**Try it:** Repeat only these lines, exactly: the first line of the data, the line containing "# Target: wood grain", and every line between them. Pictures stay out.

**Raw data:**
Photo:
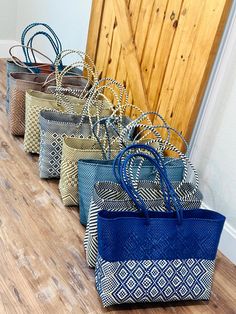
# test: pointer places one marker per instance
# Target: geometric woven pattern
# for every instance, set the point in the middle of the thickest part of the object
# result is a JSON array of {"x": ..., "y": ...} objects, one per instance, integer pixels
[
  {"x": 54, "y": 126},
  {"x": 19, "y": 84},
  {"x": 17, "y": 111},
  {"x": 74, "y": 149},
  {"x": 50, "y": 159},
  {"x": 34, "y": 103},
  {"x": 135, "y": 281},
  {"x": 110, "y": 196}
]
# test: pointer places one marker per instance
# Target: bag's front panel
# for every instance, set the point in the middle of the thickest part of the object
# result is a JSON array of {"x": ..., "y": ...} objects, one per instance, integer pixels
[
  {"x": 12, "y": 67},
  {"x": 33, "y": 106},
  {"x": 103, "y": 171},
  {"x": 18, "y": 89},
  {"x": 51, "y": 139},
  {"x": 110, "y": 196},
  {"x": 68, "y": 185},
  {"x": 158, "y": 260},
  {"x": 135, "y": 281}
]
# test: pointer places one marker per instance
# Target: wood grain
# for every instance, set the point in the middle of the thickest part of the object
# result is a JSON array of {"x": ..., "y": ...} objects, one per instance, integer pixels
[
  {"x": 42, "y": 263},
  {"x": 163, "y": 52}
]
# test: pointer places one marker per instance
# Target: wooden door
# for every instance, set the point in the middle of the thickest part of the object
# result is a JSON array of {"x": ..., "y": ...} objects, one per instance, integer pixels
[{"x": 161, "y": 50}]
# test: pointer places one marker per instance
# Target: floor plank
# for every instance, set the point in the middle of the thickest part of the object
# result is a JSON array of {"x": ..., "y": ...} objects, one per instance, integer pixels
[{"x": 42, "y": 264}]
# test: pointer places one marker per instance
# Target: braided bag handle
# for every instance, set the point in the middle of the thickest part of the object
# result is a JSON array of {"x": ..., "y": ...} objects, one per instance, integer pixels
[
  {"x": 48, "y": 33},
  {"x": 31, "y": 41},
  {"x": 31, "y": 68},
  {"x": 168, "y": 192}
]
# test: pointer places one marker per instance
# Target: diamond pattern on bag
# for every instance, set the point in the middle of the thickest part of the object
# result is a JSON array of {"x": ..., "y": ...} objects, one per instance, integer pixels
[{"x": 153, "y": 284}]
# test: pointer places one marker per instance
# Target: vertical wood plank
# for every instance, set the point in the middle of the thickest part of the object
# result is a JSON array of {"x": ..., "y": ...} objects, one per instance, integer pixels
[
  {"x": 162, "y": 51},
  {"x": 130, "y": 56},
  {"x": 94, "y": 28},
  {"x": 105, "y": 38},
  {"x": 155, "y": 72}
]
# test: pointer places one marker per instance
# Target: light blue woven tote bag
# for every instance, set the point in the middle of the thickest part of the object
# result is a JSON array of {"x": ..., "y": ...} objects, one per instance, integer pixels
[
  {"x": 92, "y": 171},
  {"x": 155, "y": 256}
]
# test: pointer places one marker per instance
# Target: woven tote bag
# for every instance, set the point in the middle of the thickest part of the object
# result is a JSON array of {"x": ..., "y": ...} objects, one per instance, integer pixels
[
  {"x": 54, "y": 126},
  {"x": 152, "y": 256},
  {"x": 19, "y": 84},
  {"x": 110, "y": 196},
  {"x": 35, "y": 102},
  {"x": 92, "y": 171},
  {"x": 10, "y": 68},
  {"x": 74, "y": 149},
  {"x": 103, "y": 170},
  {"x": 30, "y": 64}
]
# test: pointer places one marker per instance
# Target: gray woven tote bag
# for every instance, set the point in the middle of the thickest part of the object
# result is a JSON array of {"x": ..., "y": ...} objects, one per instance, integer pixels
[
  {"x": 54, "y": 126},
  {"x": 110, "y": 196}
]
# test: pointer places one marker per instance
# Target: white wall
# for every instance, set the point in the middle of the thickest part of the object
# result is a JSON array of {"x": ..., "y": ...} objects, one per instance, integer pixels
[
  {"x": 214, "y": 144},
  {"x": 8, "y": 19},
  {"x": 69, "y": 19}
]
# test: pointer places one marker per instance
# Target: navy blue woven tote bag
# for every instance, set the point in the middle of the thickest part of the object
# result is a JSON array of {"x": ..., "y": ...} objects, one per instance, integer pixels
[
  {"x": 92, "y": 171},
  {"x": 148, "y": 256},
  {"x": 110, "y": 196}
]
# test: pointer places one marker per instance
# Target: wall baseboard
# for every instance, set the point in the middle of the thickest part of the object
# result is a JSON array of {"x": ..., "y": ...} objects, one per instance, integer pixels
[{"x": 228, "y": 240}]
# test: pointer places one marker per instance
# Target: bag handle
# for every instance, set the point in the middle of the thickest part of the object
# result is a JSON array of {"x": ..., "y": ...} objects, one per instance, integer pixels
[
  {"x": 31, "y": 68},
  {"x": 30, "y": 44},
  {"x": 167, "y": 189},
  {"x": 147, "y": 146},
  {"x": 53, "y": 36},
  {"x": 68, "y": 70},
  {"x": 83, "y": 58}
]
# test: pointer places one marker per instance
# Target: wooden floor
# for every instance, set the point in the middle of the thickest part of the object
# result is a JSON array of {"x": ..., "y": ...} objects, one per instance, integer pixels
[{"x": 42, "y": 264}]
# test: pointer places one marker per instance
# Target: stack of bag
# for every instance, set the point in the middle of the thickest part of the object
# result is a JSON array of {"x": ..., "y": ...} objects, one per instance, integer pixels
[{"x": 146, "y": 234}]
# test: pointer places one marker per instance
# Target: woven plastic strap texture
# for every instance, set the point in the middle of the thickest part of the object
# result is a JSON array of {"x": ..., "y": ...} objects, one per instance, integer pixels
[
  {"x": 53, "y": 128},
  {"x": 35, "y": 102},
  {"x": 110, "y": 196},
  {"x": 92, "y": 171},
  {"x": 120, "y": 234},
  {"x": 74, "y": 149}
]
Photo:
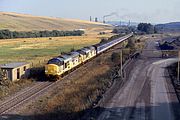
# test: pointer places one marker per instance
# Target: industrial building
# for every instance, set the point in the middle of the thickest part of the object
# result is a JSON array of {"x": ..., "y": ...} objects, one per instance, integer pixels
[{"x": 15, "y": 71}]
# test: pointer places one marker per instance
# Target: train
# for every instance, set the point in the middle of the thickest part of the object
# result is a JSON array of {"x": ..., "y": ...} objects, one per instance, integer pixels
[{"x": 61, "y": 65}]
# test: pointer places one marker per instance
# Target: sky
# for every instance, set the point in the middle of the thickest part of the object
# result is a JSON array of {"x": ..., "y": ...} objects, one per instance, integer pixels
[{"x": 152, "y": 11}]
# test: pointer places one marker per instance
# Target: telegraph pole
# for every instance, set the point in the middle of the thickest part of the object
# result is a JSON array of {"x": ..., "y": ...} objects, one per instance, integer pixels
[
  {"x": 178, "y": 68},
  {"x": 122, "y": 64}
]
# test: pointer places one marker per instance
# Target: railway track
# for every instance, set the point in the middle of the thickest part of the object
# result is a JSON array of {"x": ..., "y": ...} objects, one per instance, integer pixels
[{"x": 26, "y": 95}]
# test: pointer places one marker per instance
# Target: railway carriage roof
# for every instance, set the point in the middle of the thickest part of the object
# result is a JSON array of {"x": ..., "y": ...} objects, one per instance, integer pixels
[
  {"x": 66, "y": 57},
  {"x": 74, "y": 54}
]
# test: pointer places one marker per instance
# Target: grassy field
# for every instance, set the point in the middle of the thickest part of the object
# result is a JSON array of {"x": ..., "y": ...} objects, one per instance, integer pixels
[
  {"x": 22, "y": 22},
  {"x": 41, "y": 49},
  {"x": 37, "y": 50}
]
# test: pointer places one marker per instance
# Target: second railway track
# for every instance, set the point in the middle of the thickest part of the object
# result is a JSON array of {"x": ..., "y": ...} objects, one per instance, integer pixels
[{"x": 15, "y": 101}]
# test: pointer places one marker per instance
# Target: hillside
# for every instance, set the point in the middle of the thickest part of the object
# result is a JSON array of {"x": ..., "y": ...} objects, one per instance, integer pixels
[
  {"x": 22, "y": 22},
  {"x": 169, "y": 27}
]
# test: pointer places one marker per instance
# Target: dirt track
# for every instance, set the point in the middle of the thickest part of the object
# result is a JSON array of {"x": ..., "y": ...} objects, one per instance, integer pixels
[{"x": 147, "y": 93}]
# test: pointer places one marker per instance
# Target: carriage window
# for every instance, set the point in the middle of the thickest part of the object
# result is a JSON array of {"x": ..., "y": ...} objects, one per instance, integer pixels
[{"x": 24, "y": 68}]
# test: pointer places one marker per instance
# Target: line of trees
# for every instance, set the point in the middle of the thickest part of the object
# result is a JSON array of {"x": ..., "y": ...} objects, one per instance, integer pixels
[{"x": 7, "y": 34}]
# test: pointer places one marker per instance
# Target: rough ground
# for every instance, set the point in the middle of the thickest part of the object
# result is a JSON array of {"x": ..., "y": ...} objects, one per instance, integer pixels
[{"x": 147, "y": 94}]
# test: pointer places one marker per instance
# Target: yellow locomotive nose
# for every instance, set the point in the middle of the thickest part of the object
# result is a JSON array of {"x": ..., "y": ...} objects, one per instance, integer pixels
[{"x": 51, "y": 69}]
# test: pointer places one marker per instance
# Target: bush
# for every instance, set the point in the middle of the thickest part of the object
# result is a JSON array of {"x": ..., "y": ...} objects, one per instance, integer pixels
[{"x": 115, "y": 57}]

**Problem solution:**
Photo:
# test: pointer places one marker per instance
# Target: geometric woven pattern
# for every instance, set the point in the middle of the thickest part of the object
# result is a JSON array of {"x": ..., "y": ...} objects, one per instance, integer pixels
[
  {"x": 54, "y": 126},
  {"x": 19, "y": 84},
  {"x": 17, "y": 111},
  {"x": 74, "y": 149},
  {"x": 50, "y": 159},
  {"x": 34, "y": 103},
  {"x": 135, "y": 281},
  {"x": 110, "y": 196}
]
# test: pointer places one marker per instance
# Target: bag's front panel
# for every instance, set the point in the middle of the thickest part of the object
# result is a JSON array of {"x": ..., "y": ...} objects, one per instance, integer pixels
[
  {"x": 12, "y": 67},
  {"x": 33, "y": 106},
  {"x": 103, "y": 171},
  {"x": 18, "y": 89},
  {"x": 51, "y": 139},
  {"x": 110, "y": 196},
  {"x": 68, "y": 185},
  {"x": 158, "y": 260},
  {"x": 135, "y": 281}
]
# test: pointer places one marker per instance
# Target: wood grain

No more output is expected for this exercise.